**WHAT YOU ARE ASKED TO DO**
Please show every line of the material below that contains the word "grille".

━━ DATA SUPPLIED

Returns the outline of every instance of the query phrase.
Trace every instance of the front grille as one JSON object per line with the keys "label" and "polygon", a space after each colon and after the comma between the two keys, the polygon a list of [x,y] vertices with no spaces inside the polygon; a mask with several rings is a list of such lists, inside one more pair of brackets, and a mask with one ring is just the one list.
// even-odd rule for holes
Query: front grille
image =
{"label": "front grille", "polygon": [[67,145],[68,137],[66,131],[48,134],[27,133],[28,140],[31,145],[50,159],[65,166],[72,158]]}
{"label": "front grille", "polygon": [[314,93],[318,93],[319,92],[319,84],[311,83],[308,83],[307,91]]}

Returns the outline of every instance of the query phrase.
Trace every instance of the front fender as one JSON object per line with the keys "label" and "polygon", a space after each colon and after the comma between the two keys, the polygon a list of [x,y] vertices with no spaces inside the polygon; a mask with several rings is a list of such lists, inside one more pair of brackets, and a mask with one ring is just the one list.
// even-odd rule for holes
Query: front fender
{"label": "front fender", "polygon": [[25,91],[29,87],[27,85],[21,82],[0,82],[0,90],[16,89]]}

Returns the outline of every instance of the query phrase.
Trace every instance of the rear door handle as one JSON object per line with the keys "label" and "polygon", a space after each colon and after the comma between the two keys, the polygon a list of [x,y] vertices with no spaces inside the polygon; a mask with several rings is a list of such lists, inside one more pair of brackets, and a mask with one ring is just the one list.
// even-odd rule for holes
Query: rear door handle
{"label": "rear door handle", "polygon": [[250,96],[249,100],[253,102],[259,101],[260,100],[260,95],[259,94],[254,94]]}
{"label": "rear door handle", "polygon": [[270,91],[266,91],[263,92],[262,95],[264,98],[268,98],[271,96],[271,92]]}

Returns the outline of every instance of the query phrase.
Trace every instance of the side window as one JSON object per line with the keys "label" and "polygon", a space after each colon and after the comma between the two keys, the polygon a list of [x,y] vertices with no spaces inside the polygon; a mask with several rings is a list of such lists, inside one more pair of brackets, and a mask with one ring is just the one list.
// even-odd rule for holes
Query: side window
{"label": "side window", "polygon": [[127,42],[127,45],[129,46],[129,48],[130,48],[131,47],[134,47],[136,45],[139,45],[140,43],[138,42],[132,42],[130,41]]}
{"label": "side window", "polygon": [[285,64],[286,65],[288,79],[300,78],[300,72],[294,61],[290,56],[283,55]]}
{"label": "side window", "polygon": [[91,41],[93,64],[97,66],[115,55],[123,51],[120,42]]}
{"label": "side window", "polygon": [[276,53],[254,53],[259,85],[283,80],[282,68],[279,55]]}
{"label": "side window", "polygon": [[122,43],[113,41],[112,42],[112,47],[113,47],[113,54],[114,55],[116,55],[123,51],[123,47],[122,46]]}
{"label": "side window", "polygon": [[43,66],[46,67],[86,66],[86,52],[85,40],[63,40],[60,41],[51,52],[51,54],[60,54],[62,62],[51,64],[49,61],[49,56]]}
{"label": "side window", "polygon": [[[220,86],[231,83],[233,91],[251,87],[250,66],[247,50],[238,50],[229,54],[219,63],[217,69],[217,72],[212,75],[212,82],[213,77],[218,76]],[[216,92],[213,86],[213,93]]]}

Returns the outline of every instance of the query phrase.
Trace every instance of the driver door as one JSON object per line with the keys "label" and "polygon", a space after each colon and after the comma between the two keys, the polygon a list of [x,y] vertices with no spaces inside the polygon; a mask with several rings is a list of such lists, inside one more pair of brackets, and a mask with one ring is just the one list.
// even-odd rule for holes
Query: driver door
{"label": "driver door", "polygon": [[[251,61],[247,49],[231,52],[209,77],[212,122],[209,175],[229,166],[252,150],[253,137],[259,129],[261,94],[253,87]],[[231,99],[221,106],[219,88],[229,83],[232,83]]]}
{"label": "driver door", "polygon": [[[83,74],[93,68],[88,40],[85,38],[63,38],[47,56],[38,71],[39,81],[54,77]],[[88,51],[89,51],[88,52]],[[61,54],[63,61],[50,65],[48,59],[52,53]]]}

━━━━

**ANSWER IN FULL**
Trace every instance of the front grille as one JSON object per line with the keys "label" and "polygon", a space after each colon and after the comma between the two keys, the polygon a list of [x,y] vertices with no spaces inside the polygon; a mask with several rings is a list of such lists, inside one more pair of brackets, and a mask with one ring is just the one list.
Query: front grille
{"label": "front grille", "polygon": [[67,145],[68,137],[66,131],[48,134],[27,133],[28,140],[31,145],[50,159],[65,166],[72,158]]}
{"label": "front grille", "polygon": [[314,93],[318,93],[319,92],[319,84],[311,83],[308,83],[307,91]]}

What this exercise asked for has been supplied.